Directions for this task:
Lift out, unaltered, the lines of the material below between the line holding "Phrase: polo shirt button placket" and the line holding "forearm in the picture.", counting both.

Supplied information:
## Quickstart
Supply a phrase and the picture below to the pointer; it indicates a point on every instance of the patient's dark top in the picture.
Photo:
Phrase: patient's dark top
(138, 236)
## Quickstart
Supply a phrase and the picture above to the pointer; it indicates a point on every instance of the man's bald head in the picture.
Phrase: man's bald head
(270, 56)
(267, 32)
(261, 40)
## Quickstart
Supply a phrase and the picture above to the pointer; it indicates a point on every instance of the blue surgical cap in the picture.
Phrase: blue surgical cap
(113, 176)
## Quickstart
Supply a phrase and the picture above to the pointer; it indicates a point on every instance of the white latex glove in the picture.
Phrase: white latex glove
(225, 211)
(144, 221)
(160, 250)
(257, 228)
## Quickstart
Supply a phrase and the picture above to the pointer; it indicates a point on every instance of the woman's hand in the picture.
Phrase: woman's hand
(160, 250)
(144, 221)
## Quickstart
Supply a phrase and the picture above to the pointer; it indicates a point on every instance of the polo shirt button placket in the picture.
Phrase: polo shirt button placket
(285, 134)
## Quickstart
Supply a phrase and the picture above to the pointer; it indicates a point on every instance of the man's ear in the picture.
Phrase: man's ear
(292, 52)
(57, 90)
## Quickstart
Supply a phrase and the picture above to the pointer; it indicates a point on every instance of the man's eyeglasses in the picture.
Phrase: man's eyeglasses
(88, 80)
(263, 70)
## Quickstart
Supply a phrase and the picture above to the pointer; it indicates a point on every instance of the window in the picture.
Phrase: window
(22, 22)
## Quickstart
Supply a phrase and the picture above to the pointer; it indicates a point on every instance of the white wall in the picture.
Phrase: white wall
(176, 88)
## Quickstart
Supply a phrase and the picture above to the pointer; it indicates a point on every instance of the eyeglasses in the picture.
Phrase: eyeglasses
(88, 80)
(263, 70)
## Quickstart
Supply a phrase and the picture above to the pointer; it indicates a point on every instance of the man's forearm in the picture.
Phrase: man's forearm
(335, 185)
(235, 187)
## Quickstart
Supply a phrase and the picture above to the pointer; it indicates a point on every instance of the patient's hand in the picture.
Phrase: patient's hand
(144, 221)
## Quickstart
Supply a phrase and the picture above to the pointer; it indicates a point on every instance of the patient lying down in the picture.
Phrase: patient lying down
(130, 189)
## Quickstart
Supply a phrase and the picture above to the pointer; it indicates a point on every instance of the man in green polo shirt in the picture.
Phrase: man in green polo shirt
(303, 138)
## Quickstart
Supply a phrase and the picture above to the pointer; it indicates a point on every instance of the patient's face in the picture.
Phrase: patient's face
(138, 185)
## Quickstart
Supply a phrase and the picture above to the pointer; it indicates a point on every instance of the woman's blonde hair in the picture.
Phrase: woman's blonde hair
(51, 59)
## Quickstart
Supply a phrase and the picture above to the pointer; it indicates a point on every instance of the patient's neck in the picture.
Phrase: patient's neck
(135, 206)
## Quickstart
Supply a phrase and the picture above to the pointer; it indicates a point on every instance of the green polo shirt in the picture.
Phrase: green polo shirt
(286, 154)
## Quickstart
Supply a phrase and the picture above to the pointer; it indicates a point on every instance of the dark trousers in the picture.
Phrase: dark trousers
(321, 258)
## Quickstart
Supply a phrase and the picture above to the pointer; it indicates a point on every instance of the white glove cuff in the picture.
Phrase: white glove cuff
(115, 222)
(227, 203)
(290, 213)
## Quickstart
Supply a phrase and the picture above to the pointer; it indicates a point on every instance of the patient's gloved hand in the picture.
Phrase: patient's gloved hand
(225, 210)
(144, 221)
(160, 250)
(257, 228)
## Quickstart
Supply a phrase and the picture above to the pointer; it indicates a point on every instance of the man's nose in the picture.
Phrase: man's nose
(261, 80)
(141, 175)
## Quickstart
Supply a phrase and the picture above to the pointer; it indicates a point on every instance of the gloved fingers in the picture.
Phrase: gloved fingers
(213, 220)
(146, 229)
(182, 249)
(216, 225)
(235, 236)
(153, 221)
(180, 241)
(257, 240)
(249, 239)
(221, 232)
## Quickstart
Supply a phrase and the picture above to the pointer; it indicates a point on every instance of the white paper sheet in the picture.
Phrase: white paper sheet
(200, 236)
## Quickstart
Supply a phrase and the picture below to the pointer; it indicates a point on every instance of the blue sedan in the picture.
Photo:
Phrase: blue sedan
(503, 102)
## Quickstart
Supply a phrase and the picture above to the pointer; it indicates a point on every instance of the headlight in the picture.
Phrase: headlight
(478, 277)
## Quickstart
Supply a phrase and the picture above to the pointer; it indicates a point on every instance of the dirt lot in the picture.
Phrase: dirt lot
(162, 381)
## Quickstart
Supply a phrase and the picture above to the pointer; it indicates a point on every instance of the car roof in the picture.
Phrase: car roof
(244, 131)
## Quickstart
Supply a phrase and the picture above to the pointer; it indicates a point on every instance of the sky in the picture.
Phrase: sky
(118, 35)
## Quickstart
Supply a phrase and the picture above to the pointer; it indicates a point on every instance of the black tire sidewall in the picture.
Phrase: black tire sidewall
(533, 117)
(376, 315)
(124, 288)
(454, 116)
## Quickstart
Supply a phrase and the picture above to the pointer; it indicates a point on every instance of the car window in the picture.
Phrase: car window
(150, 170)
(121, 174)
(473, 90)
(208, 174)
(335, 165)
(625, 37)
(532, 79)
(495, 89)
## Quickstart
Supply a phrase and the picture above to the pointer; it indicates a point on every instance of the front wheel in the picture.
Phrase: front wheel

Task output:
Phrase: polo shirt button placket
(285, 134)
## Quickstart
Supply a phrase and the picture above to the pointer; it indicates a point on every instance of the man's ear in the picture.
Phrase: man's ear
(292, 52)
(57, 90)
## Quickstart
Supply a phrase and the picture above to the pointer; it indicates a point on every instance of the man's eyeglasses in the picture.
Phrase: man's eyeglasses
(88, 80)
(263, 70)
## Quickstart
Supply a phrase and the picture above to the pointer; it indicates a point on every instance of the window in the picture.
Phrase: window
(22, 22)
## Quickstart
Supply a phrase and the picture above to the pointer; it indicates a point on every instance of the white wall in the picture.
Phrase: white wall
(176, 88)
## Quickstart
Supply a phrase and the picture above to the pointer; it indicates a point on every instance of the eyeglasses in the picture.
Phrase: eyeglasses
(88, 80)
(263, 70)
## Quickstart
Supply a phrase and the picture above to the pointer; it indicates a point on every instance of the man's forearm in the picture.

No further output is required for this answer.